- **Source excerpt**

-- Start --

Great article here if you can be bothered to read it as it explains the bigger picture involving other clubs and the Olympic legacy

 

Spurs And The Olympic Stadium: Stratford Hotspur Or A New Beginning?

Published on January 14th, 2011 by Ian

 

Supporters of Tottenham Hotspur Football Club are well-versed in the history of where their club comes from. The stories of grammar boys meeting under gaslight on a street corner are well woven into the fabric that makes up the history of the club, but the question that their supporters are now asking is not where they have come from, but where they will go going to in the near future. For a long time, it felt as if their move in the Olympic Stadium, five miles from White Hart Lane to Stratford, was either an attempt to lever concessions from the bodies involved in their already-public redevelopment plans to rebuild their existing ground or as a back-up plan for if they ran into difficulties over what was presumed to be their Plan A. Over the last few weeks, though, it has started to become increasingly clear that the owners of the club are serious about this move, and it is threatening to divide the club’s support in a season that, on the pitch at least, could yet end up being their most successful in decades.

-- End --

From the article on Spurs and the Olympic Stadium, extract everything from "Great article here" down to "A New Beginning?", word for word. The lines that come next are from a different source than the article on Spurs and the Olympic Stadium.

- **Provided data**
-- Start --

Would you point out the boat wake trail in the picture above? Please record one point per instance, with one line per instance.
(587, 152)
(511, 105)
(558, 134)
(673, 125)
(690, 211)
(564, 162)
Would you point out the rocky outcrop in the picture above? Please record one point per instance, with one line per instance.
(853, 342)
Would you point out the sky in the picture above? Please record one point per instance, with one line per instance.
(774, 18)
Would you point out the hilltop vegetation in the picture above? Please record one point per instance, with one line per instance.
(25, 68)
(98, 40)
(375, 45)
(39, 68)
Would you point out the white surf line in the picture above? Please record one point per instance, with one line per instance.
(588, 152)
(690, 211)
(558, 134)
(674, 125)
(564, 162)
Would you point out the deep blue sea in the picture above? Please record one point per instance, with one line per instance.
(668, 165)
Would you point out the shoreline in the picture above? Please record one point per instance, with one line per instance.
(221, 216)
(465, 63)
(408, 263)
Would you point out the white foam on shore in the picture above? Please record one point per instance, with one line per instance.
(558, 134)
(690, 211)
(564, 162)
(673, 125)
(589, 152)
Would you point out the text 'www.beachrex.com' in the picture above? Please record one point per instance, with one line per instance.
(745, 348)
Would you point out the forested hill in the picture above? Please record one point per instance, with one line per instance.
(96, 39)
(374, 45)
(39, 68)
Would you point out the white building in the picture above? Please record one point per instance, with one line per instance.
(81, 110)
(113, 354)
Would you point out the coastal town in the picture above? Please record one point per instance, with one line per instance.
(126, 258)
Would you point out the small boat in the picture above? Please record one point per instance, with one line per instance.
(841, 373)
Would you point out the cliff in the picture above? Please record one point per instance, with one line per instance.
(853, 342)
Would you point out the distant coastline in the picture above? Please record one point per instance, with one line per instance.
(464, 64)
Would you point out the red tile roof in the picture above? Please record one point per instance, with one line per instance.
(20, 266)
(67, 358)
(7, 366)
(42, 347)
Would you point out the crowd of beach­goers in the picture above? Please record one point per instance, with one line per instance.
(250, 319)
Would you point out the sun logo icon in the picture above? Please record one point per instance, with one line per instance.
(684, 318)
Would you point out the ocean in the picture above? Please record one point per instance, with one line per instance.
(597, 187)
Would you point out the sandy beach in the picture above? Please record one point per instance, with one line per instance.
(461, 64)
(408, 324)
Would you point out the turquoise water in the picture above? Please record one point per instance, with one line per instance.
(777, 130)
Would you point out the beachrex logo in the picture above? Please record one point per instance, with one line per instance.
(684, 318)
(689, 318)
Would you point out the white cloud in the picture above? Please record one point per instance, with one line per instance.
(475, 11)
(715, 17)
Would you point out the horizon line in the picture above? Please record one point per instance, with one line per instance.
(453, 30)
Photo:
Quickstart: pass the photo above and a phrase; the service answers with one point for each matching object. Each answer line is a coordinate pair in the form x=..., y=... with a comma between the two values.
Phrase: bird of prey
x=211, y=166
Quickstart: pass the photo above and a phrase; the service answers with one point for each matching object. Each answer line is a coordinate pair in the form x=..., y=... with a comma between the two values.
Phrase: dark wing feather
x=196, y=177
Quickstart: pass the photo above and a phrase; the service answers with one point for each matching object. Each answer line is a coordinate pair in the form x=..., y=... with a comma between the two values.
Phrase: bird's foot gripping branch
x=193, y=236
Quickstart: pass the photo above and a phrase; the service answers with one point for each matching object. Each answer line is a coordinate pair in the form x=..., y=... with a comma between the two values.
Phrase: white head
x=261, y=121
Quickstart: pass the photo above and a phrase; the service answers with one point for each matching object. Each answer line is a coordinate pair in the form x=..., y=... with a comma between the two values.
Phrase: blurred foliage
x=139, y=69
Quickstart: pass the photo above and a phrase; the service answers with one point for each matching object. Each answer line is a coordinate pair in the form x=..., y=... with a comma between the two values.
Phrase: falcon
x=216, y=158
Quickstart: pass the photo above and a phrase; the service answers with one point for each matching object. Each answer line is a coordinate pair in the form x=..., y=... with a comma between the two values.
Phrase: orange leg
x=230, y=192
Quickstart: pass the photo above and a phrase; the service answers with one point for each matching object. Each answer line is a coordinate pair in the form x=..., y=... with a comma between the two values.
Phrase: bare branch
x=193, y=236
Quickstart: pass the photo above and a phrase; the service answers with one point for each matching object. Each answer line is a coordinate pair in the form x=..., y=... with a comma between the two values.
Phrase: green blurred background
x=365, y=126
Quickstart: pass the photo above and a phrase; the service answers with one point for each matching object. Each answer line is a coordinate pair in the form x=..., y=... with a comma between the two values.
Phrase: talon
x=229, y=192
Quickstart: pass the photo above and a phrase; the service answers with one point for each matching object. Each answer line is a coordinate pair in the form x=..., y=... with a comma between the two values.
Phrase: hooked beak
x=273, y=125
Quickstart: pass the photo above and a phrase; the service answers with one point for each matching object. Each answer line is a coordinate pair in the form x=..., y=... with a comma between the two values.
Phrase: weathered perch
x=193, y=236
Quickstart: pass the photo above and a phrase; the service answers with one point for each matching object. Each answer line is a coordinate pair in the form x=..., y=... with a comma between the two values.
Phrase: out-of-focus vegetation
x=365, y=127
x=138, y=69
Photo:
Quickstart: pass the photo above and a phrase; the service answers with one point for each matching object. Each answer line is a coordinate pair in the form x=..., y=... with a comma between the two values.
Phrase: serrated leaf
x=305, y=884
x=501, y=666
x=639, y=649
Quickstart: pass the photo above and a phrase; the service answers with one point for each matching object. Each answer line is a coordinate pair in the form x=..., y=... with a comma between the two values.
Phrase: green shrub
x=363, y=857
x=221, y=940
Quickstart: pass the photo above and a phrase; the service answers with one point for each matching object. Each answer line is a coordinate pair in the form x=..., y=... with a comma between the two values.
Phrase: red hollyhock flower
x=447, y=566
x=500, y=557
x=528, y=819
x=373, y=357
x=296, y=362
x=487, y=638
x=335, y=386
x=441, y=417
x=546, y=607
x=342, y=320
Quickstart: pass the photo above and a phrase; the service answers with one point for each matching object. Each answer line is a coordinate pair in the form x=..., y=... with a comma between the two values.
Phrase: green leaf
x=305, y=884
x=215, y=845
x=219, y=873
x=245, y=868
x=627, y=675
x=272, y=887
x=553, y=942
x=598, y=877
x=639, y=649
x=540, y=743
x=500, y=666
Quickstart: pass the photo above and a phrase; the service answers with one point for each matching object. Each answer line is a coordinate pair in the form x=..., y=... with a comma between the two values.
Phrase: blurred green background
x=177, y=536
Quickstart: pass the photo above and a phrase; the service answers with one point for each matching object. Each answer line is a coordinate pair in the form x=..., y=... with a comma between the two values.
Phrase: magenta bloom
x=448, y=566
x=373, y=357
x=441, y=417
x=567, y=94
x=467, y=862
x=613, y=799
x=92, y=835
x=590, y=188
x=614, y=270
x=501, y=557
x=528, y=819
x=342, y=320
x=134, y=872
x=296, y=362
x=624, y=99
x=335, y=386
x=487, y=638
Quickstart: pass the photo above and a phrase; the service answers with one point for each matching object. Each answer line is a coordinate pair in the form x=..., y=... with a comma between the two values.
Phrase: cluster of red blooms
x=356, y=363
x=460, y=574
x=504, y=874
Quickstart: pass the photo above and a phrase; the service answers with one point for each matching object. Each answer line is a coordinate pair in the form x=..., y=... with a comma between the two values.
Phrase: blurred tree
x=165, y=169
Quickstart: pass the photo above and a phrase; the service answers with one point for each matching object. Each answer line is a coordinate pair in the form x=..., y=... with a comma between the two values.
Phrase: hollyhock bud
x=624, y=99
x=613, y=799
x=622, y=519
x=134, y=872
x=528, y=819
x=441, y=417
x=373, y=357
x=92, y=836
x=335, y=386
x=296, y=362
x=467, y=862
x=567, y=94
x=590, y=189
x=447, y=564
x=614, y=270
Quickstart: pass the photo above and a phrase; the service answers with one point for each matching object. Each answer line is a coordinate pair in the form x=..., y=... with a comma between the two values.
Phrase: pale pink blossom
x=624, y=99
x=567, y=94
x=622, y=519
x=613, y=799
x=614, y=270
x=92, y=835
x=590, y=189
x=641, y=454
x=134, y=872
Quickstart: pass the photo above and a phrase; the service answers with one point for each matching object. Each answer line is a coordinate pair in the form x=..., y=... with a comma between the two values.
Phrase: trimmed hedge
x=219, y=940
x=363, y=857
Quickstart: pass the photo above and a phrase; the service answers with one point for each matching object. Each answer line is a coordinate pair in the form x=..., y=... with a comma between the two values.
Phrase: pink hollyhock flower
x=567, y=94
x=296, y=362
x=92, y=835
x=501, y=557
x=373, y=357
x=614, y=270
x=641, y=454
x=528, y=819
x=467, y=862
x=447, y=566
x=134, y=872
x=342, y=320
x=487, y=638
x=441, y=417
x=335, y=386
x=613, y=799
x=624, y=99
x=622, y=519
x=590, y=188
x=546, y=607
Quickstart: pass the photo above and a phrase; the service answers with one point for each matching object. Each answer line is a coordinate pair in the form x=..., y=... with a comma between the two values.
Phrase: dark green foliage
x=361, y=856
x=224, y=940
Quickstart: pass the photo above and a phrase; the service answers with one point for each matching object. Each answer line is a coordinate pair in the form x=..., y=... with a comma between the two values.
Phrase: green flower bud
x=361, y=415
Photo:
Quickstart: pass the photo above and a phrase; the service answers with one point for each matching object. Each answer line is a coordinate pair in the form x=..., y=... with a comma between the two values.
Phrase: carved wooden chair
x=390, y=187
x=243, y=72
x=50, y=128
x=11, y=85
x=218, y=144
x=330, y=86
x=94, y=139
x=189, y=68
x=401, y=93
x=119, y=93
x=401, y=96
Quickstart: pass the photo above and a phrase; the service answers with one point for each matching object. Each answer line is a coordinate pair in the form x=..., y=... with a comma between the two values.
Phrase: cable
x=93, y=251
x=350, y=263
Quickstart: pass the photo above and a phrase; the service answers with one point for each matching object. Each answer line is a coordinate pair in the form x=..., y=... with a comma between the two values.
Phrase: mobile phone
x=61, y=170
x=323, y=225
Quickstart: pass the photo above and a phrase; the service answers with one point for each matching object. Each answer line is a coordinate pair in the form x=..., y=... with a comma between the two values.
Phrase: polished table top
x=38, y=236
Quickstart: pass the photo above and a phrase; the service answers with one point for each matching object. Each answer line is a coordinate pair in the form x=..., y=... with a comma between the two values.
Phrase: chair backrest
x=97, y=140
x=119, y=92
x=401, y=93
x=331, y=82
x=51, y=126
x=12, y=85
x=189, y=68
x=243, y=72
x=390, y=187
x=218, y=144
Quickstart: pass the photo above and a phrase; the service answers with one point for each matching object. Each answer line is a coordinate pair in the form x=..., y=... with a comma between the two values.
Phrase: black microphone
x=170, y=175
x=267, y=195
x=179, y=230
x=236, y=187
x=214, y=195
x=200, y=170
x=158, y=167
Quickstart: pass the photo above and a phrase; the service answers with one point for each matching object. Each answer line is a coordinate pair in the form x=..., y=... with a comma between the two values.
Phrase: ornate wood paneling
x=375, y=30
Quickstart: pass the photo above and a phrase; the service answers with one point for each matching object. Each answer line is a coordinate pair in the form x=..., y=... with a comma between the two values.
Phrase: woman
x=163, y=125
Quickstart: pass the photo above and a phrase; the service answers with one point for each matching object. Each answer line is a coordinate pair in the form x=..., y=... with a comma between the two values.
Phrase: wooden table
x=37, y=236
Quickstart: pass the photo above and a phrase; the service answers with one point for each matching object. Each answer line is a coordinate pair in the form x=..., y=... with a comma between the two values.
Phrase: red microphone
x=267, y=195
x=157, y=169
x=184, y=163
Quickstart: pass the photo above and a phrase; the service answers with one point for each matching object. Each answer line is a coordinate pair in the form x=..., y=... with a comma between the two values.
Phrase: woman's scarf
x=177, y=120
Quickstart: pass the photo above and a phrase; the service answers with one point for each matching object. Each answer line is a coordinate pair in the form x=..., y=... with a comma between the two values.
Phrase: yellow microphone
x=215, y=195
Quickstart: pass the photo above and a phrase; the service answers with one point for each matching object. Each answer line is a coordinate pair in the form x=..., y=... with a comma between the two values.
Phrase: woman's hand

-- End --

- **Result**
Great article here if you can be bothered to read it as it explains the bigger picture involving other clubs and the Olympic legacy

 

Spurs And The Olympic Stadium: Stratford Hotspur Or A New Beginning?